**EXERCISE INSTRUCTIONS**
Rewrite the listing below, swapping every "face mask" for "face covering" and leaving everything else unchanged. Leave out the pictures.

**DATA FOR THE TASK**
- - - - - - -

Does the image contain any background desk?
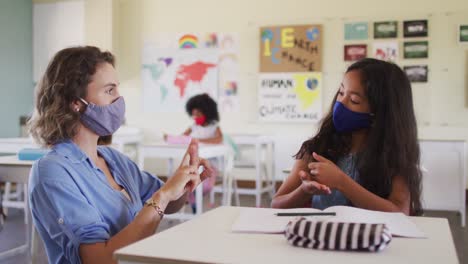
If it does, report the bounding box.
[115,207,458,264]
[0,156,36,262]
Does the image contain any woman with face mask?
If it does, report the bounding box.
[29,47,213,263]
[272,59,422,215]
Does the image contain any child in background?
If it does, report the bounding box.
[184,93,223,212]
[184,93,223,144]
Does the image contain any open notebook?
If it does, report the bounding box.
[232,206,426,238]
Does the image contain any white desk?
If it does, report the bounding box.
[138,142,228,219]
[114,207,458,264]
[230,134,276,207]
[0,156,35,260]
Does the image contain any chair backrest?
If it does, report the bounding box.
[0,190,5,232]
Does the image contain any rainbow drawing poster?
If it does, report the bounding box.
[179,34,198,49]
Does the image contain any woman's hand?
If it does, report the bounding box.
[307,152,346,189]
[157,140,214,204]
[299,171,331,194]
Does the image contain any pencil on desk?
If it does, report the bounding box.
[275,212,336,216]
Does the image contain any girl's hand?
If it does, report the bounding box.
[299,171,331,194]
[308,152,346,189]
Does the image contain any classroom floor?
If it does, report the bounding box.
[0,196,468,264]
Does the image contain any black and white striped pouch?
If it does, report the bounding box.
[285,218,392,252]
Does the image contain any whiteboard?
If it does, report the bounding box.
[33,0,85,82]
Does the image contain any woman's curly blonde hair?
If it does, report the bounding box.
[28,46,115,147]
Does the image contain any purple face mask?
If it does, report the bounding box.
[333,101,372,132]
[80,96,125,136]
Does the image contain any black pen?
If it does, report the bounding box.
[275,212,336,216]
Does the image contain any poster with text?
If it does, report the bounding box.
[141,44,219,112]
[373,42,398,61]
[258,72,322,122]
[260,25,323,72]
[142,32,240,112]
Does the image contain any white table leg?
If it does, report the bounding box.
[268,142,276,198]
[137,144,145,170]
[167,158,174,178]
[195,183,203,215]
[255,143,262,207]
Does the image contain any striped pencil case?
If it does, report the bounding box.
[285,218,392,252]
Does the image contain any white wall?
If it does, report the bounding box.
[109,0,468,185]
[35,0,468,187]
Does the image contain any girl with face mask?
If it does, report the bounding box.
[29,47,213,263]
[272,59,422,215]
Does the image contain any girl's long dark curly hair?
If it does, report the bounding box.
[295,59,422,215]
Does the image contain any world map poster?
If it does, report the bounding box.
[141,44,219,112]
[258,72,322,122]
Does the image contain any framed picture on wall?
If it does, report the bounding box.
[403,65,428,83]
[374,21,398,39]
[403,41,429,59]
[372,41,399,61]
[344,22,369,40]
[344,44,367,61]
[403,20,428,38]
[458,24,468,44]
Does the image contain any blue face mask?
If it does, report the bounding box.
[80,96,125,137]
[333,101,372,132]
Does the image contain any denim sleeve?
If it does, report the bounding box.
[106,145,164,203]
[30,181,110,263]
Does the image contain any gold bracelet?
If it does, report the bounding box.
[145,198,164,219]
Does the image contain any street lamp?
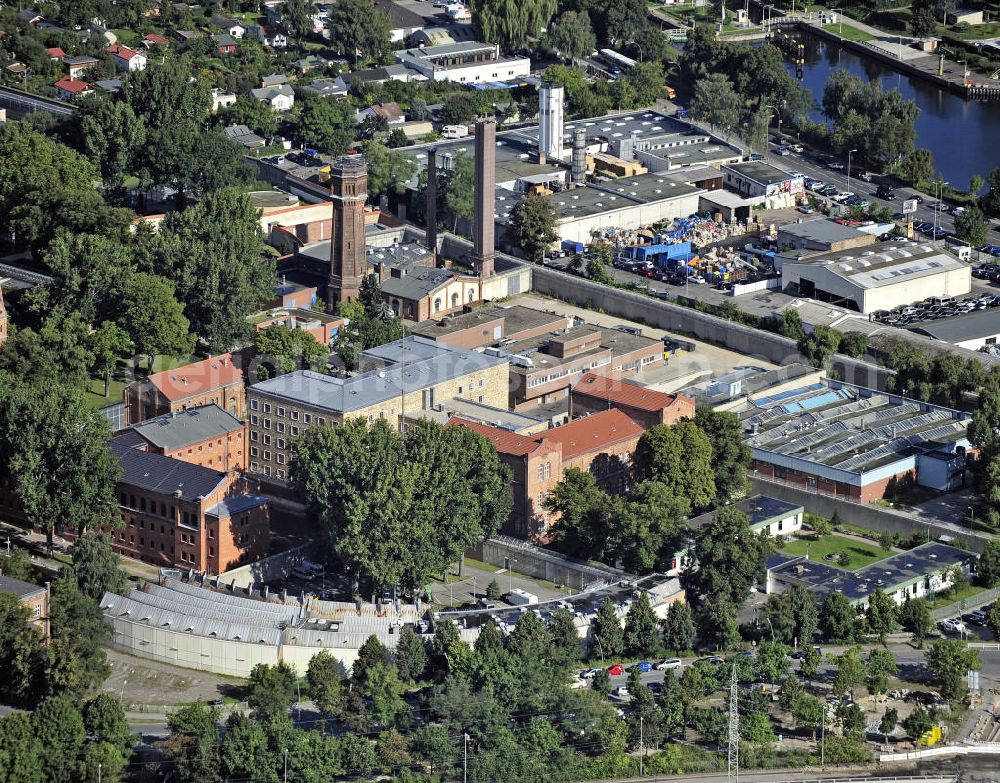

- - - - - - -

**EXERCISE ANSWER**
Does the image contain any background desk?
If it does, report the bounding box.
[115,207,458,264]
[0,156,36,262]
Does the image contain any woman with face covering?
If it does, report the bounding box.
[29,47,213,263]
[272,59,422,215]
Does the image contain any child in background?
If it does, report the bounding box.
[184,93,223,212]
[184,93,223,144]
Does the image contain any open notebook?
If it does, report the bounding box.
[232,206,426,238]
Does the image contain any white desk?
If it does, report the bounding box.
[138,142,228,219]
[114,207,458,264]
[230,134,276,207]
[0,156,35,260]
Does the image contain any chair backrest?
If it does, report the bounding box.
[0,190,5,232]
Does the image contain any rainbow drawing poster?
If it does, report the bounding box.
[179,34,198,49]
Does the image contain any woman's hand?
If it does, report the bounding box.
[307,152,346,189]
[157,140,214,204]
[299,171,331,194]
Does the image contain any pencil on desk?
If it does, report the bounding box.
[275,212,336,216]
Does the image contain any girl's hand?
If it does, report the bounding box.
[299,171,331,194]
[308,152,346,189]
Does the image contain any classroom floor?
If it does, report the bounding box.
[0,196,468,264]
Does the image contain any black and white striped pouch?
If it does, report the bounding box.
[285,218,392,252]
Does the image contain any whiteboard?
If it does, report the bounding box.
[33,0,85,82]
Does the image contain any woman's curly blonde hair?
If it does, report the bounding box.
[28,46,115,147]
Does the image contain any purple face covering?
If it does, report the bounding box.
[333,101,372,132]
[80,96,125,136]
Does the image contain any black pen?
If it does, report the bounding box.
[275,212,336,216]
Does the image contain any poster with text?
If it does, report the bounding box.
[141,44,219,112]
[373,42,398,61]
[258,72,322,122]
[260,25,323,72]
[142,32,240,112]
Does the image contain any white table leg?
If it does, report the bounding box.
[268,142,276,198]
[137,144,145,170]
[167,158,174,178]
[195,183,203,215]
[255,143,262,207]
Does the image contain any striped pencil case?
If it does, report the bounding box.
[285,218,392,252]
Does the image contain any white wall?
If it does, report the bounding box.
[109,0,468,185]
[35,0,468,187]
Does the image contain any girl with face covering?
If it does, report the bounding box.
[29,47,213,263]
[272,59,422,215]
Does the image contain any girl's long dark curly hair?
If it does, report the bounding box.
[295,59,422,215]
Does the image contain any world map poster?
If it does, report the bounding box.
[141,44,219,112]
[258,72,322,122]
Does the image contain any framed picture on wall?
If it does, report the bounding box.
[403,65,428,83]
[374,21,398,39]
[403,41,429,59]
[372,41,399,61]
[344,22,369,40]
[344,44,367,61]
[403,20,428,38]
[458,24,468,44]
Does the image contain any blue face covering?
If it does, report the bounding box.
[80,96,125,137]
[333,101,372,132]
Does the image contain any denim sleeve?
If it does, report the bounding box.
[106,145,164,203]
[30,181,110,263]
Does the image contain any gold bracelet?
If it does, report the bounding box.
[145,198,164,219]
Does the image contain any street lamp?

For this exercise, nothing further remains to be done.